Task objective: Show every line below that contains the string "phone", treating uppercase and lowercase letters as distinct.

* begin Items *

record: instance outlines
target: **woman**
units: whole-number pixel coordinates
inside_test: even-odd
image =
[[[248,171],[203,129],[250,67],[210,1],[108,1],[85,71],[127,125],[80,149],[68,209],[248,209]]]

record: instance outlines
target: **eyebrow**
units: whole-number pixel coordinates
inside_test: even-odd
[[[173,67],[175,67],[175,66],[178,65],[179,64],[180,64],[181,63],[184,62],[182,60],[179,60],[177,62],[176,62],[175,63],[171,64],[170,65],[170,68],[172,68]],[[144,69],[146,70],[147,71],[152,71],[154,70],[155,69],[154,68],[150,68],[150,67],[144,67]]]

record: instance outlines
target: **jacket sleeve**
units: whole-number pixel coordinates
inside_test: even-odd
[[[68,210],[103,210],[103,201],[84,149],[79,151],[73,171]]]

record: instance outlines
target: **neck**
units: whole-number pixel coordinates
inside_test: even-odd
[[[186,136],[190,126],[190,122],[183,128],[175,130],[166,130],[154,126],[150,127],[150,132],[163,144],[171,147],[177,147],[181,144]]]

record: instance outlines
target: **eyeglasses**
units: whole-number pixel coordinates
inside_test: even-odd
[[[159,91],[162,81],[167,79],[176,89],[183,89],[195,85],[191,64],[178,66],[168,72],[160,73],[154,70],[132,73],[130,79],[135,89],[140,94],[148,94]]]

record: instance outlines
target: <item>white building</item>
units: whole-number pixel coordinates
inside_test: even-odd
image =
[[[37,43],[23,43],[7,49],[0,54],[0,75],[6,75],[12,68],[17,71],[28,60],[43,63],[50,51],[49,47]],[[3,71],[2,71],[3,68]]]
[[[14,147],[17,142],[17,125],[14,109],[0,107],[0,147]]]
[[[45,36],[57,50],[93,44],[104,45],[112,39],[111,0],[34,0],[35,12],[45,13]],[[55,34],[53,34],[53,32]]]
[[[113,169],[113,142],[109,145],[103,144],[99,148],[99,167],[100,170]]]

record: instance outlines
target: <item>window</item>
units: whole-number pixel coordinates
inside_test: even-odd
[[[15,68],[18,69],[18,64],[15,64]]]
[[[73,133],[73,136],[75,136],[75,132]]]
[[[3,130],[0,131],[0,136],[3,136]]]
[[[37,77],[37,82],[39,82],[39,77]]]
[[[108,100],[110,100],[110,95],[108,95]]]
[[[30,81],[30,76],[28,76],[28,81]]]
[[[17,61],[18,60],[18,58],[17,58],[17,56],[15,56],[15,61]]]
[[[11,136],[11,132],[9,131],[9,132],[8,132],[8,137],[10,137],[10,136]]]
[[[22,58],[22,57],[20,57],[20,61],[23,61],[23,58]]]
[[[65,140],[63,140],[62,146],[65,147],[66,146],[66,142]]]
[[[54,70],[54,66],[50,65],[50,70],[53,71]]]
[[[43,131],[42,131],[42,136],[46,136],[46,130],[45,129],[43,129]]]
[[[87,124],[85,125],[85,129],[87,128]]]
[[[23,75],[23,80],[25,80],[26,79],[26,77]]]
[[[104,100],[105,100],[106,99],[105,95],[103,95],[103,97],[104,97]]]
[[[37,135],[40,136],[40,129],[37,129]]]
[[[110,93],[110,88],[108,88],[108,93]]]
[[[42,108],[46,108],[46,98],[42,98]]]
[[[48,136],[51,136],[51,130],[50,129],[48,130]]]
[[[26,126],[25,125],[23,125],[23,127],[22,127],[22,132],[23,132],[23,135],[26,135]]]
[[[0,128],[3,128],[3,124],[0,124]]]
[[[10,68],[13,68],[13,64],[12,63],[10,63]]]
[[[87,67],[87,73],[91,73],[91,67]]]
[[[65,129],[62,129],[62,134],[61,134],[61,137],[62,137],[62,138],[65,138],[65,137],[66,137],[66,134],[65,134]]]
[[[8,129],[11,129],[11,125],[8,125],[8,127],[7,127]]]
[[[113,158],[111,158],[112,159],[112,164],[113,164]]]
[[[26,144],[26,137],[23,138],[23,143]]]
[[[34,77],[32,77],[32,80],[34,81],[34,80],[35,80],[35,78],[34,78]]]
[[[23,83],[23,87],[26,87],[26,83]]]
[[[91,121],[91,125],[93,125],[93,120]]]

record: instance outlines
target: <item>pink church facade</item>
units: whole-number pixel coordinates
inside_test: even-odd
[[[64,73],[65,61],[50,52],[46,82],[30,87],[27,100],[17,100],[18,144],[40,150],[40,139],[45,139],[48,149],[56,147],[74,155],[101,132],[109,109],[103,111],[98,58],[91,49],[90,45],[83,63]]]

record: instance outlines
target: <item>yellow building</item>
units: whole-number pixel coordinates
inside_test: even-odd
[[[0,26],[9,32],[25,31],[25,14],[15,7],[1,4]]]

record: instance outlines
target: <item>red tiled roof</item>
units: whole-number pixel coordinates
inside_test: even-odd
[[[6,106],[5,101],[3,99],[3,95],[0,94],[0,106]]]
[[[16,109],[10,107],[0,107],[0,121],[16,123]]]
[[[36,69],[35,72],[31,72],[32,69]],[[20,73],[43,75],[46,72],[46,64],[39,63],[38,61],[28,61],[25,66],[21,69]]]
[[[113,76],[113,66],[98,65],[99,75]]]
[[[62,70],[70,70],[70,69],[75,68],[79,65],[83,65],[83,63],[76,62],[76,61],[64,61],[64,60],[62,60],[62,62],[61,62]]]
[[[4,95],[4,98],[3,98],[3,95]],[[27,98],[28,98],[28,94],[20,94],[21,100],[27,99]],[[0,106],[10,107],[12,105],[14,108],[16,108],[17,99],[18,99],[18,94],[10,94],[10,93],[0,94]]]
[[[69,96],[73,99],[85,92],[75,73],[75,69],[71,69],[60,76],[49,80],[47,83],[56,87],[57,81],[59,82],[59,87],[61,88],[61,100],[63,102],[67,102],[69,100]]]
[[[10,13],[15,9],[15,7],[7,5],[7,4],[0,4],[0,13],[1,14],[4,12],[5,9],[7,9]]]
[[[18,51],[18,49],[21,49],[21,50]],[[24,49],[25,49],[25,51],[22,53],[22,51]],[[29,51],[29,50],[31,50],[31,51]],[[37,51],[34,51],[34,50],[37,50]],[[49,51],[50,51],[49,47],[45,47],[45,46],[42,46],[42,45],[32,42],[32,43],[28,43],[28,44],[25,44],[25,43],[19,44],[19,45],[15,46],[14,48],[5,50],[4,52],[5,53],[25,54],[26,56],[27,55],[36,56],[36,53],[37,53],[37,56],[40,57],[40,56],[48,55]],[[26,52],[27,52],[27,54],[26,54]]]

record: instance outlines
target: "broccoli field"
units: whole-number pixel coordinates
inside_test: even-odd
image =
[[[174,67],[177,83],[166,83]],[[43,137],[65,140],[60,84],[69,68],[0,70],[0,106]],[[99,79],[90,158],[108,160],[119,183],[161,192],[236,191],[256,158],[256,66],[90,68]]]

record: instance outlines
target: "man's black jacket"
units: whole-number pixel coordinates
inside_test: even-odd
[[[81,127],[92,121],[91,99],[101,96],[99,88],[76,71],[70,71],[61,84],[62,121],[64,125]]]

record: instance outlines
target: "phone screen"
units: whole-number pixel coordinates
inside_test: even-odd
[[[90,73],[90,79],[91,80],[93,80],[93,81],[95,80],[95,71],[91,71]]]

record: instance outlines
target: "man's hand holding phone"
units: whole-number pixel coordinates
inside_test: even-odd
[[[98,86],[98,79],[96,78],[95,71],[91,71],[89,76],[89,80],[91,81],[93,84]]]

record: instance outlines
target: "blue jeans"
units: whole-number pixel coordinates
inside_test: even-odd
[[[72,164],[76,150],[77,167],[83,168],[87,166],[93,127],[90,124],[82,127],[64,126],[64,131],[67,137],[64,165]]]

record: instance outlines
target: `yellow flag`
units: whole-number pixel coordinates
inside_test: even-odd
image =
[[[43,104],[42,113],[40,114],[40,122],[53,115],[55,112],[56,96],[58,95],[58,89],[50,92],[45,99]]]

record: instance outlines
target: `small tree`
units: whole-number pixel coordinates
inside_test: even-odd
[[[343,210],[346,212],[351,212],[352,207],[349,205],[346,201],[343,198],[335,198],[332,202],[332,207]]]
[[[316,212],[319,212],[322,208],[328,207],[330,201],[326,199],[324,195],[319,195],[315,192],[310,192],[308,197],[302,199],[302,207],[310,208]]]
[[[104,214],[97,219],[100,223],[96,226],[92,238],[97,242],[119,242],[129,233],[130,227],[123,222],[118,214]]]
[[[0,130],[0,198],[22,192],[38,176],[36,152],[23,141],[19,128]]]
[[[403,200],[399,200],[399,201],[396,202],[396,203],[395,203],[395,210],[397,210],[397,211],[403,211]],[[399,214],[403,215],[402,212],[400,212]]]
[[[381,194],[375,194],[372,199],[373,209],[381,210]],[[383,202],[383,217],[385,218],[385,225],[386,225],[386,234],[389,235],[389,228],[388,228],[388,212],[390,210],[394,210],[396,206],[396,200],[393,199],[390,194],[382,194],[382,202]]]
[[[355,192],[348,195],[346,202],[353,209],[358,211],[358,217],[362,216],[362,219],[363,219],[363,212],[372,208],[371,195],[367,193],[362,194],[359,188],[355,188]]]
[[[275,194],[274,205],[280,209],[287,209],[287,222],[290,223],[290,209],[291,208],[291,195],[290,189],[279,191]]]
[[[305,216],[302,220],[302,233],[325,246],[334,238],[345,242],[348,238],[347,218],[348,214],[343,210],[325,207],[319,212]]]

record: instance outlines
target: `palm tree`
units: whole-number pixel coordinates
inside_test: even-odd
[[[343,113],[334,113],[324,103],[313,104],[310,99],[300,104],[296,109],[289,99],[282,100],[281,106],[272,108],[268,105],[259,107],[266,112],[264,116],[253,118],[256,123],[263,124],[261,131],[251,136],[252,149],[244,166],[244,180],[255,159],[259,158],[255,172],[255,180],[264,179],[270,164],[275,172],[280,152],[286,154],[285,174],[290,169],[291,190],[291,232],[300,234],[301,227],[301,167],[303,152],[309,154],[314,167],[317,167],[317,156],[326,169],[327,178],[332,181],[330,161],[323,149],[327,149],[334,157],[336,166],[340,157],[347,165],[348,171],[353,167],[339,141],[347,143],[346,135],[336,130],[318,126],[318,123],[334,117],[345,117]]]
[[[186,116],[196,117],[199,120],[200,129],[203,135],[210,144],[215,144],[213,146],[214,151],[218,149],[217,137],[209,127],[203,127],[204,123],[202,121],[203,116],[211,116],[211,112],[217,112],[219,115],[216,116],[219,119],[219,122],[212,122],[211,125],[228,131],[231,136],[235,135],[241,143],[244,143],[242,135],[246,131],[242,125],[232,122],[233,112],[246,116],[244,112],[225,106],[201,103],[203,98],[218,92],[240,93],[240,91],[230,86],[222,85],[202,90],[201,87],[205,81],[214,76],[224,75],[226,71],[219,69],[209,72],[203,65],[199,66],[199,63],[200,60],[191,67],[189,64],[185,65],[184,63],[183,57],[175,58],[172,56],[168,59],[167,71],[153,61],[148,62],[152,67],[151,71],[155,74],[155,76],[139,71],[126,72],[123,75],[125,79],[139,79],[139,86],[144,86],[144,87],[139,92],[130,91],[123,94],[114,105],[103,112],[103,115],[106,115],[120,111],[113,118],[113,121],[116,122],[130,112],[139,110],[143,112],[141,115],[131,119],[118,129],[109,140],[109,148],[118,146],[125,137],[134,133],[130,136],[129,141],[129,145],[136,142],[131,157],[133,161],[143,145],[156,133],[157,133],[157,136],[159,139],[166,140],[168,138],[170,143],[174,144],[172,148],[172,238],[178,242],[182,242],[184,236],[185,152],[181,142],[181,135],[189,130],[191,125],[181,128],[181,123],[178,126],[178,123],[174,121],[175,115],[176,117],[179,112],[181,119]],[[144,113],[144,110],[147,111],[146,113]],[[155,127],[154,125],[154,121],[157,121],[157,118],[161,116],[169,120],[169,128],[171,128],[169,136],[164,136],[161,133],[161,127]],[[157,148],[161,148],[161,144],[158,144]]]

* end Items *

Exercise solution:
target: "phone screen"
target: "man's hand holding phone"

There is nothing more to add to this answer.